> [WHAT THIS TASK INVOLVES]:
Substitute "single point" for every occurrence of "single marker" in the records below, and reproduce all other text unchanged.

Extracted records
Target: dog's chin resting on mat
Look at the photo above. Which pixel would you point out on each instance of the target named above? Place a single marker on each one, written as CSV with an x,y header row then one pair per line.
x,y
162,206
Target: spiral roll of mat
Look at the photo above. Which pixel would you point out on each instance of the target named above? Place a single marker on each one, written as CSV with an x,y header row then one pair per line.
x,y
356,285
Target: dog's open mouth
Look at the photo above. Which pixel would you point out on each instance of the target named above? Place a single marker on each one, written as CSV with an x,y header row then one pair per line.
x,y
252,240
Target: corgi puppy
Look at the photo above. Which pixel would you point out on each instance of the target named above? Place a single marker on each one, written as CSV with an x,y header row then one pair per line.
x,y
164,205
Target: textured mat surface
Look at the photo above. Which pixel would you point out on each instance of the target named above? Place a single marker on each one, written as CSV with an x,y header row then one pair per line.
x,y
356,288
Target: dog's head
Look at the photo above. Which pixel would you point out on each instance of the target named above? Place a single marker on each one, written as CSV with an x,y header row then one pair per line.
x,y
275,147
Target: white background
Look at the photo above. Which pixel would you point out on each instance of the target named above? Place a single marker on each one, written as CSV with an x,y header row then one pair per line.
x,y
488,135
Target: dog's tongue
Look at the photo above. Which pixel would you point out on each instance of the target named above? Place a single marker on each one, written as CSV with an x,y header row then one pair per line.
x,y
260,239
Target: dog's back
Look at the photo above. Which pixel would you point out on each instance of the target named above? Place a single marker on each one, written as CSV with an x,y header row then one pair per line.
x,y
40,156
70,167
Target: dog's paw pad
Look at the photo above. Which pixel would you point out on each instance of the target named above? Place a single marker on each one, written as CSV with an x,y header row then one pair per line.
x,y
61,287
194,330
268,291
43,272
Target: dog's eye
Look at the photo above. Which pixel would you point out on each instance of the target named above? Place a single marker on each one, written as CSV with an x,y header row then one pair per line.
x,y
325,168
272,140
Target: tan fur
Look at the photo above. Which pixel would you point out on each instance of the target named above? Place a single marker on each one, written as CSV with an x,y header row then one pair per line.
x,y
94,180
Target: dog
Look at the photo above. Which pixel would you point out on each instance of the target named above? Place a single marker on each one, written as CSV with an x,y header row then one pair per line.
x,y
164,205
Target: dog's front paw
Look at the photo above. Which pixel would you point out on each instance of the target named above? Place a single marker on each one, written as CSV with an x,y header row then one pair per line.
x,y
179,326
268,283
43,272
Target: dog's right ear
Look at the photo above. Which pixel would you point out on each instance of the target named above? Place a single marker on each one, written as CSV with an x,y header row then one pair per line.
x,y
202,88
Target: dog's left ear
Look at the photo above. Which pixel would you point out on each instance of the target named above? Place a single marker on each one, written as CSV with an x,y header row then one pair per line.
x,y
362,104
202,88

> [WRITTEN REPLY]:
Target: dog's chin resting on mat
Look at the photo above. Which pixel would you point out on each instance of the target named above? Place a single point on each one, written as CSV with an x,y header row then one pair per line.
x,y
162,206
Target: spiral roll of mat
Look at the photo above. Which pixel would you point out on each instance of the target named above? Place a single point on each one, written as CSV with an x,y header row then one pair per line.
x,y
356,285
Target: dog's open mouth
Look at the photo above. Which pixel would you point out on each instance of the target named above? Place a single point on each one, written as CSV with an x,y header row then one pair per line.
x,y
252,240
Target: corgi puppy
Look at the photo above. Which pixel would you point out on each instance of the target named above? Place a single point on each one, written as CSV with an x,y header row then one pair per line.
x,y
164,205
Target: textured mat surface
Look at the photo above. Which pixel would you point out on each instance of the target named above? Place a single point on each one, written as CSV with an x,y header row then one pair per line.
x,y
356,288
Target: dog's head
Look at the photo above. Which pixel would you point out on each instance of the target named above? Place a single point on each one, written as CSV with an x,y header row then one pair per line.
x,y
275,147
Target: white background
Look at the photo above. Which pixel would you point out on each instance of the target named above? Place a single point on each one, written as CSV with an x,y header row then one pair per line.
x,y
488,135
Target: dog's tongue
Look at the photo above. Which pixel would you point out on each instance of the target named above? Place a single point on each one, written as CSV with an x,y header row then one pair per line.
x,y
260,239
Target: dog's back
Look at the photo above. Which pixel would you point out on each instance of the target named above? Place a single point on each one, written as CSV with an x,y header row then one pair per line.
x,y
40,156
70,167
Target: dog's paw pad
Look at the photo above. Which pixel would you point out on each instance of the target named above? Place a single point on each one, written as CSV with an x,y header row then one pair per line.
x,y
61,287
194,330
268,291
43,272
Target: dog's eye
Look at the photo above. Which pixel would you point out on each instance of the target named above? Place a single point on each one, written as CSV with an x,y header row then one pair per line.
x,y
325,168
272,140
Target: tan fur
Look at the photo above. Which pixel would you point out on each instance of the target named above? Place a single point on each one, written as CSV with an x,y header row then one pair per line.
x,y
94,180
Target: dog
Look at the photo above. Which pixel would you point out on each instance of the target named above? Place a single point on each one, written as CSV with an x,y header row then one pair per line.
x,y
164,205
Target: dog's front paw
Look at the photo above. Which pixel would you point out on each instance of the target named above? Place a single point on each one, written as CSV with an x,y header row then one pair per line.
x,y
179,326
268,283
43,272
Target: dog's right ear
Look at the photo above. Which pixel would you point out on each instance of the target named above? Place a single point on each one, written as CSV with an x,y header row then one pair per line.
x,y
202,88
Target: dog's left ear
Look at the photo above. Which pixel would you point out on each instance of the target named above? Place a single point on each one, written as CSV with an x,y header row then one pair per line.
x,y
362,104
202,88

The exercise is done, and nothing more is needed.